[Dataset entries]
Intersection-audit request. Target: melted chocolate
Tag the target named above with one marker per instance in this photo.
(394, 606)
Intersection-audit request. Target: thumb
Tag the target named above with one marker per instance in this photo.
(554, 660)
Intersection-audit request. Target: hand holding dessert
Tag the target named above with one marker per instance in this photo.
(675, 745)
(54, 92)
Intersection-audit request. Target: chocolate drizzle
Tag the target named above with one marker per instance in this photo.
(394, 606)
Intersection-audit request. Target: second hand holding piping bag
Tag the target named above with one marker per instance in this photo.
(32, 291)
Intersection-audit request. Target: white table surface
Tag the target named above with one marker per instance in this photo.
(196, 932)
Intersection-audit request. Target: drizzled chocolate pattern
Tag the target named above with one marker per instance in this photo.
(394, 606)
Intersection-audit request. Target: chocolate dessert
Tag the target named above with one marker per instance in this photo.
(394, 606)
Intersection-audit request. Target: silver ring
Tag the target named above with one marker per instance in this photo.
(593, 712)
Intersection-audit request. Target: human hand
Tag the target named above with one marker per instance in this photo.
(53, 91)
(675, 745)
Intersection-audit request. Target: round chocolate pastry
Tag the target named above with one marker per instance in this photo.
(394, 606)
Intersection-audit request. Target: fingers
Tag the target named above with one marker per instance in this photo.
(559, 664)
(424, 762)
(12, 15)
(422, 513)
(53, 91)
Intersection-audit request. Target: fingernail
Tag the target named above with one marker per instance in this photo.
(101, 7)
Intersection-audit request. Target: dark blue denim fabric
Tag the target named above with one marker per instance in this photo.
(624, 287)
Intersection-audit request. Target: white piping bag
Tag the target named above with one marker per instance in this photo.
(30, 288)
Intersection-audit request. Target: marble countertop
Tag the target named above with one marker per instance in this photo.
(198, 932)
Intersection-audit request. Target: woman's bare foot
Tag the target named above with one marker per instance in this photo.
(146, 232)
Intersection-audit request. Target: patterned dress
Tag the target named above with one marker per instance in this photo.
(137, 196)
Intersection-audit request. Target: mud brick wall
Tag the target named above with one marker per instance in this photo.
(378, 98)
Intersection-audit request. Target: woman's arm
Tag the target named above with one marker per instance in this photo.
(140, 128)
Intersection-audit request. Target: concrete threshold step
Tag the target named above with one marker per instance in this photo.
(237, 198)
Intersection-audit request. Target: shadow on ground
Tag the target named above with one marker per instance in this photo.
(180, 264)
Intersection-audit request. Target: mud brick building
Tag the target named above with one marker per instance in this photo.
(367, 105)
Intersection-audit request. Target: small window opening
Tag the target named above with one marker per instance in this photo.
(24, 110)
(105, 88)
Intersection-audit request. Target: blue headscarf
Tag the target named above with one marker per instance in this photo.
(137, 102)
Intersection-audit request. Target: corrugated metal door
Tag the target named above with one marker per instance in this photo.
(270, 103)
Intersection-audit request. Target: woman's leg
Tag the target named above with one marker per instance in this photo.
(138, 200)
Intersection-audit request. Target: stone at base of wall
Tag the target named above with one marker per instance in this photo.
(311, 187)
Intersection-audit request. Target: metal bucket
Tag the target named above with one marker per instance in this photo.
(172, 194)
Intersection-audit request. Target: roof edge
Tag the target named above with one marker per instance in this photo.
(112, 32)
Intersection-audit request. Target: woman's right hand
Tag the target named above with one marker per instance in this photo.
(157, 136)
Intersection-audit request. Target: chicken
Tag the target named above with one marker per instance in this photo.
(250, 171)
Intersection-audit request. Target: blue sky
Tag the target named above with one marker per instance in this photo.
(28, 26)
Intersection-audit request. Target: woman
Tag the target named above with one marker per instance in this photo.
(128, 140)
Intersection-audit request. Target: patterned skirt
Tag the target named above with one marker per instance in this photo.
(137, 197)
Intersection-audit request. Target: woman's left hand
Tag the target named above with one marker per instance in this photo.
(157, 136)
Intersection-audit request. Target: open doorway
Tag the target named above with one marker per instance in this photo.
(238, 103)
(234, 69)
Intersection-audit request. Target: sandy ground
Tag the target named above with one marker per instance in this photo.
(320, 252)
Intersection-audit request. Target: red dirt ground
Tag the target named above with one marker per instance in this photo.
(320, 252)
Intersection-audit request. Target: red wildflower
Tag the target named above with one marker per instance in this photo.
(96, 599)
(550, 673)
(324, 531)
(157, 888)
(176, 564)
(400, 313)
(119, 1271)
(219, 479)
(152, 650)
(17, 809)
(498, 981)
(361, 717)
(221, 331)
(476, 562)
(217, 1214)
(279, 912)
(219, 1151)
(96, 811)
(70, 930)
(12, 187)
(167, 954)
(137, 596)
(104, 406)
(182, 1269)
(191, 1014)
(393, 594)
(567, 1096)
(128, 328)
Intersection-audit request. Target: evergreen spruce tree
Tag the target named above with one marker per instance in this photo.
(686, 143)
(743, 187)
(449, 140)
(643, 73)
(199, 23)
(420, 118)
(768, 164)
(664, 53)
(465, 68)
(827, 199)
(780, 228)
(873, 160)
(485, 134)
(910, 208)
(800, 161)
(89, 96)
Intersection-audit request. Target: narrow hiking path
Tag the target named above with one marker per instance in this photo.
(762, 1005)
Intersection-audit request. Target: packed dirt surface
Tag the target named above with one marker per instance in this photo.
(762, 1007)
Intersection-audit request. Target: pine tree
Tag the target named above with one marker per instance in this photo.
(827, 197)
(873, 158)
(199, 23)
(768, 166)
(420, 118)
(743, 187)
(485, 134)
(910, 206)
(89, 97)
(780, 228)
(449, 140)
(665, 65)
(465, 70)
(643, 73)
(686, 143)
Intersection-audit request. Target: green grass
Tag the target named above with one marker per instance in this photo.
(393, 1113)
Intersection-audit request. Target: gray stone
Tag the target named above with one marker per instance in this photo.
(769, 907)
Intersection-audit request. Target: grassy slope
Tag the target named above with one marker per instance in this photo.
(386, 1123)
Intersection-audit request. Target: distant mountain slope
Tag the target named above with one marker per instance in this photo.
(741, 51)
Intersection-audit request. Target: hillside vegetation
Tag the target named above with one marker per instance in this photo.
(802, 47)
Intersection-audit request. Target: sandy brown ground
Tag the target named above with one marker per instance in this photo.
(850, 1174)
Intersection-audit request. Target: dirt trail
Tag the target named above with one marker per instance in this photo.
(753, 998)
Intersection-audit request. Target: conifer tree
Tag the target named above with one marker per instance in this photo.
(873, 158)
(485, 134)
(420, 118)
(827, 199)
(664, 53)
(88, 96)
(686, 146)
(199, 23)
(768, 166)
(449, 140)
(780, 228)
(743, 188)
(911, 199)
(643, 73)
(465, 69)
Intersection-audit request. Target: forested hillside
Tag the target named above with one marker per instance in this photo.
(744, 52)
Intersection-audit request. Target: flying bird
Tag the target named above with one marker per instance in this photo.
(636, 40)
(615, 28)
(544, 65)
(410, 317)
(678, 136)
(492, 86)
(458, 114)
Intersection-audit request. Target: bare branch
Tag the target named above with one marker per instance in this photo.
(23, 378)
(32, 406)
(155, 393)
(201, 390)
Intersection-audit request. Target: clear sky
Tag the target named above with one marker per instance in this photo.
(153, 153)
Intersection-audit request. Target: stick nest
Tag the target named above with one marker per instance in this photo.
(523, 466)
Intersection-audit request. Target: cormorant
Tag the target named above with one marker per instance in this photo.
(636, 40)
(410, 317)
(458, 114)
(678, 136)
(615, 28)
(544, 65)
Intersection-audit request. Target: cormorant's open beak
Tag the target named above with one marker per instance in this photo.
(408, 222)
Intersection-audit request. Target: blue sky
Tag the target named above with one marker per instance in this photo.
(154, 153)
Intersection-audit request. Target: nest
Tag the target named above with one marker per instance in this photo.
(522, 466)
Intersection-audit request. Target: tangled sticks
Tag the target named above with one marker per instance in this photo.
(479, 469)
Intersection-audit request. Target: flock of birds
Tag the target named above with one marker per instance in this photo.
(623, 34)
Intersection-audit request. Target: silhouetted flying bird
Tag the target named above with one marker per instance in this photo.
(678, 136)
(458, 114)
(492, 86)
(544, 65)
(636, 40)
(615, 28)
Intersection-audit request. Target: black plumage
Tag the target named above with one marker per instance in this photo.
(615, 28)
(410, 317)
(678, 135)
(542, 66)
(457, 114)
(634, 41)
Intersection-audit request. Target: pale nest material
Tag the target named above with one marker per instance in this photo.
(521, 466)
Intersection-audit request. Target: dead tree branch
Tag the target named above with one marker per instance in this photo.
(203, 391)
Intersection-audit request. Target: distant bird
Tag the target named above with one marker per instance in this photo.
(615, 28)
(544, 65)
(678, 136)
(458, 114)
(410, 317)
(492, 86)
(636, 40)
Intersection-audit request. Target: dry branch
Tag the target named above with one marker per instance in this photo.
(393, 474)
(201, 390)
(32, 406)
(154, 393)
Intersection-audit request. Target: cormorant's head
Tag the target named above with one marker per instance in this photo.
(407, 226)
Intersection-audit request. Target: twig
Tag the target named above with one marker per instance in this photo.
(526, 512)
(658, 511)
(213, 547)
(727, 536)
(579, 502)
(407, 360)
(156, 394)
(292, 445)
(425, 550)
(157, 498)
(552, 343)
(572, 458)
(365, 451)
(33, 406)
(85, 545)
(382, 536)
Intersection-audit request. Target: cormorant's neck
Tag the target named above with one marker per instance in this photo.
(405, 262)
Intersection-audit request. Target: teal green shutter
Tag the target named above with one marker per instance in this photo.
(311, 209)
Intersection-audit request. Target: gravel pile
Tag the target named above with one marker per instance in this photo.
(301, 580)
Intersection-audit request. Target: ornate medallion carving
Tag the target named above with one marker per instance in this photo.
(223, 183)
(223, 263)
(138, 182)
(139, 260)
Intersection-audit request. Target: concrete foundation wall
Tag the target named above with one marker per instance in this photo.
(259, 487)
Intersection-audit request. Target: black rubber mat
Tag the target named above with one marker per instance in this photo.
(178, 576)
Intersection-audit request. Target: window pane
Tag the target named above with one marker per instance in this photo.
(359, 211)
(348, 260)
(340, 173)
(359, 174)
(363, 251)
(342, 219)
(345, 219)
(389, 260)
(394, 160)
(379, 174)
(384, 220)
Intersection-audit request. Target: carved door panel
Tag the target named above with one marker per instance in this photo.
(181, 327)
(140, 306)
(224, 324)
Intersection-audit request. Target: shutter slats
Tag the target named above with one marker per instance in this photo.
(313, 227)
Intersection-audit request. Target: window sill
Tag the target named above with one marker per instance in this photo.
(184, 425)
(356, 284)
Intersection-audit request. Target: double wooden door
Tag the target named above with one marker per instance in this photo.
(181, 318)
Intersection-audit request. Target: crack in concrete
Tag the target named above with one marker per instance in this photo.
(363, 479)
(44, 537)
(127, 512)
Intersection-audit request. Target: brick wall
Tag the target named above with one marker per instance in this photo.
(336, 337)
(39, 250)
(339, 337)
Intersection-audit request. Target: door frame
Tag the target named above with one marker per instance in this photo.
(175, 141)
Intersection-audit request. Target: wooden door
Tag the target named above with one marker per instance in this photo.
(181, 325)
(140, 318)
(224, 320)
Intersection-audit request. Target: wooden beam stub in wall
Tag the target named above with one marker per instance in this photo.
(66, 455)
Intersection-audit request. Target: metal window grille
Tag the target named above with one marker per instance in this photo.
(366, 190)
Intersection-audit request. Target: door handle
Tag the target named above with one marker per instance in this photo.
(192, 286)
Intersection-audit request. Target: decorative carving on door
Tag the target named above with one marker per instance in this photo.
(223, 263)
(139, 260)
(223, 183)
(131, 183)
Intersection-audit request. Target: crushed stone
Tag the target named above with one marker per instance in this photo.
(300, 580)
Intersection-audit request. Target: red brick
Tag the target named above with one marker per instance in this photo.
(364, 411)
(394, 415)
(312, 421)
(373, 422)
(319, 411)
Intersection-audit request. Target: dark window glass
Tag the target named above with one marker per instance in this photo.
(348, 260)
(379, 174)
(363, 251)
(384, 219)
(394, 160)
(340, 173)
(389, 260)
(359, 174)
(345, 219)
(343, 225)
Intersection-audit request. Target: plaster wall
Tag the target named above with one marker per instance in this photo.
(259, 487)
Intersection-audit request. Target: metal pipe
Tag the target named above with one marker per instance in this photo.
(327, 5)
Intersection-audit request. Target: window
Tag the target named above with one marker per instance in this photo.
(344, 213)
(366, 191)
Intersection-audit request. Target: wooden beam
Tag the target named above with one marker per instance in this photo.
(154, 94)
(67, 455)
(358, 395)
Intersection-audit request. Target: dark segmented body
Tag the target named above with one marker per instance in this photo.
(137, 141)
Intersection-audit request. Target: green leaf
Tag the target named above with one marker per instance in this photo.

● **SET TASK**: Beginning at the line that holds "Intersection-audit request. Target: crushed", reproduce each line of the records above down to and including the last one.

● **THE RESPONSE**:
Intersection-audit request. Target: crushed stone
Tag the target named above with one marker per instance in this photo.
(300, 580)
Intersection-audit request. Target: red brick
Tag the target named above with one marker per instance in this photo.
(364, 411)
(394, 415)
(312, 421)
(373, 422)
(319, 411)
Intersection-audit request. Target: dark window glass
Tag the target named above with one marker per instance in this photo.
(348, 260)
(379, 174)
(363, 251)
(384, 219)
(394, 160)
(340, 173)
(389, 260)
(359, 174)
(345, 219)
(343, 225)
Intersection-audit request. Target: plaster wall
Tag the target named above with one marker per instance in this photo.
(259, 487)
Intersection-audit request. Target: metal pipe
Tag the target named above with one marker per instance in this photo.
(327, 5)
Intersection-audit request. Target: window
Tag the target named above with one marker per instance in this photo.
(344, 213)
(366, 191)
Intersection-audit request. Target: wooden beam
Tag the target named above with one marker per instance in this photo.
(154, 94)
(67, 455)
(358, 395)
Intersection-audit request. Target: dark segmented body
Tag the target named above with one marker per instance in this photo.
(137, 141)
Intersection-audit request. Target: green leaf
Tag the target named above with one marker per instance in this photo.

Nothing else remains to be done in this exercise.